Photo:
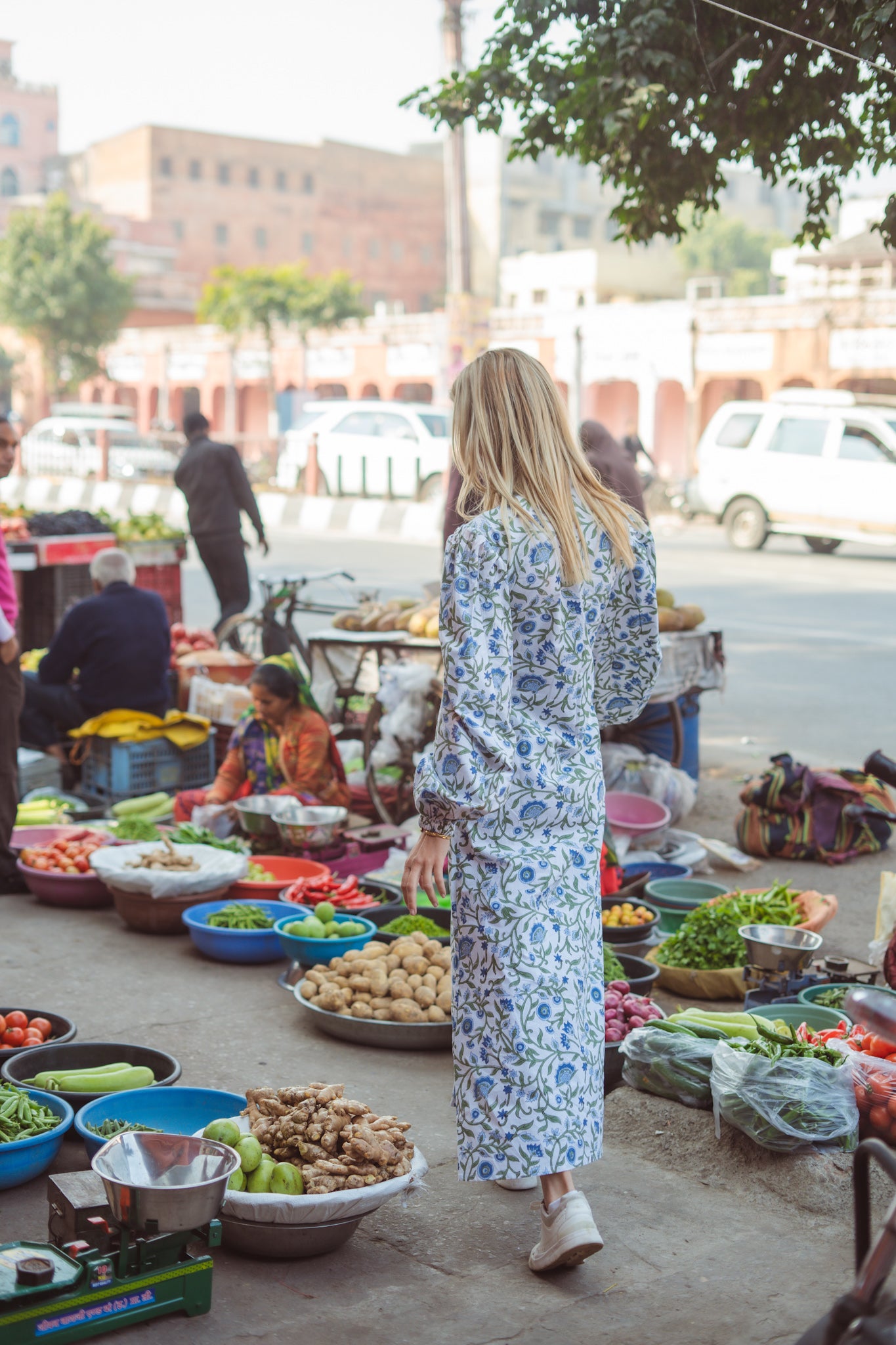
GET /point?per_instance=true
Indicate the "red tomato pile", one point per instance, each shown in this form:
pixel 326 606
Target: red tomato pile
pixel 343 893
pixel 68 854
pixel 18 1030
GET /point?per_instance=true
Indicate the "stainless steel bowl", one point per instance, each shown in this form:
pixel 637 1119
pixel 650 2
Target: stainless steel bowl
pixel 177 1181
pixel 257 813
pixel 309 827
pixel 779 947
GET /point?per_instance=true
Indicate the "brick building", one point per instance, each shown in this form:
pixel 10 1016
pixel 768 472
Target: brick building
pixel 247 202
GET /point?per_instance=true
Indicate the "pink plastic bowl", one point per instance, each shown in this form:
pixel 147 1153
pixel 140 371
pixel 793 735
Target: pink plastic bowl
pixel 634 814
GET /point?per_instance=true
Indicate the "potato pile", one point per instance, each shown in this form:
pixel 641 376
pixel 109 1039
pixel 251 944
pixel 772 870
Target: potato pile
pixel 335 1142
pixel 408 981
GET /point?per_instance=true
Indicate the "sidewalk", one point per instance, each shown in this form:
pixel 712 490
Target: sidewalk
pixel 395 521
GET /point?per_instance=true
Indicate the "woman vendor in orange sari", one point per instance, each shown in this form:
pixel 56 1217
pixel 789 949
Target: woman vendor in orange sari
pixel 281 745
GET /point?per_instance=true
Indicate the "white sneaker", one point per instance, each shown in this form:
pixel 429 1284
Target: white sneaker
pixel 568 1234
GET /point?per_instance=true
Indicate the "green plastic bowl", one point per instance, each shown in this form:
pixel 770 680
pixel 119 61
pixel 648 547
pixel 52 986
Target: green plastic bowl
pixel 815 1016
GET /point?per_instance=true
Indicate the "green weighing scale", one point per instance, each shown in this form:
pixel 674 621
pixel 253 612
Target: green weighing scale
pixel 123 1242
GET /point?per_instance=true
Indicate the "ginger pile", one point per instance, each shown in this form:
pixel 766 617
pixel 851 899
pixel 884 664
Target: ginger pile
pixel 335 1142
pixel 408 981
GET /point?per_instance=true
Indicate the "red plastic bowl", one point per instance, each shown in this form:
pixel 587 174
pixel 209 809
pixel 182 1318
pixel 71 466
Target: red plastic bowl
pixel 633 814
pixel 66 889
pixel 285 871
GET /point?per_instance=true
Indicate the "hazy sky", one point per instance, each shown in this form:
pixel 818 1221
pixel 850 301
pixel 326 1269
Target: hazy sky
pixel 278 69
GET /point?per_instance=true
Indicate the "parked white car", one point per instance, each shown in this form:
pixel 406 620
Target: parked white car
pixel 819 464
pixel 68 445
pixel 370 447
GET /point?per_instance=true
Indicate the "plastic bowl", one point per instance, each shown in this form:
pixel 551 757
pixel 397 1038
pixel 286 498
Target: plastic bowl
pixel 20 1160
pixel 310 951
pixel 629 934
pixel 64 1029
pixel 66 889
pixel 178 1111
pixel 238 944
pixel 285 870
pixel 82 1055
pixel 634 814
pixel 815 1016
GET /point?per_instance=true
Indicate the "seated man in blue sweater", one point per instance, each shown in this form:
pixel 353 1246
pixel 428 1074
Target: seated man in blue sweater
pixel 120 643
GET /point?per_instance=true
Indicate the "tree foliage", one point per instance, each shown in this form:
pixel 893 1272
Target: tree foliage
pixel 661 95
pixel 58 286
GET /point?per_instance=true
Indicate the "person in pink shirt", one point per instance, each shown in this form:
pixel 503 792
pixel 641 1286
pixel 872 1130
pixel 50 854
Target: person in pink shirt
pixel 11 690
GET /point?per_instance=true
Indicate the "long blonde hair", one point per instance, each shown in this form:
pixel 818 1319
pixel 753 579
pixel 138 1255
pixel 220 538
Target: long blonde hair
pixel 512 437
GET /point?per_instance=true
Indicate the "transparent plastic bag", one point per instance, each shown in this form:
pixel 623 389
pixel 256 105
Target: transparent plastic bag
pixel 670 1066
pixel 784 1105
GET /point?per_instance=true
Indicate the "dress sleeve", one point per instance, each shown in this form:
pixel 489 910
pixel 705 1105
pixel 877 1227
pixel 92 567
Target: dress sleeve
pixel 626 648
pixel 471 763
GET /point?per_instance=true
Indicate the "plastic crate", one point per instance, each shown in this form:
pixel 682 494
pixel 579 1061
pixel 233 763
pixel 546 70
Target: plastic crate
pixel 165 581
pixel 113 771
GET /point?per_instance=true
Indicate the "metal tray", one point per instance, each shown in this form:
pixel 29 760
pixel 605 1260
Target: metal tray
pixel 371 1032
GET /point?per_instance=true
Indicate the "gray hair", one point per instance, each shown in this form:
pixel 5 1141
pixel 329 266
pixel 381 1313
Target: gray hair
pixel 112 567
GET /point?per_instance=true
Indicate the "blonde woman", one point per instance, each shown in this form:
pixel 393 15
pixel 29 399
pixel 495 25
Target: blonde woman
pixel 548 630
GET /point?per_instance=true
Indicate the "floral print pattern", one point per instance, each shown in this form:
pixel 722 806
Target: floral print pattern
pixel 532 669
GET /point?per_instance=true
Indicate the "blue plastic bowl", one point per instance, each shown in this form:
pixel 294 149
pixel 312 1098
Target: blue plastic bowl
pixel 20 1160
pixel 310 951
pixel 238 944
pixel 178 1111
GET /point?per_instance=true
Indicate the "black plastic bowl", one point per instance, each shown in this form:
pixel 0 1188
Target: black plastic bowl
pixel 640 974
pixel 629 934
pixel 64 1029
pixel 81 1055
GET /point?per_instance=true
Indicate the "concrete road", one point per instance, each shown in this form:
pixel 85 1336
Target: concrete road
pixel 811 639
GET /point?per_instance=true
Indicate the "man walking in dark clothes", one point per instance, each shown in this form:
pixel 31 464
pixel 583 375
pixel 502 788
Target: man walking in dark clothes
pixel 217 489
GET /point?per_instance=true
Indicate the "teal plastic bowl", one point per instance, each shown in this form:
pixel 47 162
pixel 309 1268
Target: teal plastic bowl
----
• **Your goal**
Find "teal" in the data above. Report each line where it appears.

• **Task response**
Indicate the "teal plastic bowl", one point per instance, each shown in this form:
Target: teal plastic bowl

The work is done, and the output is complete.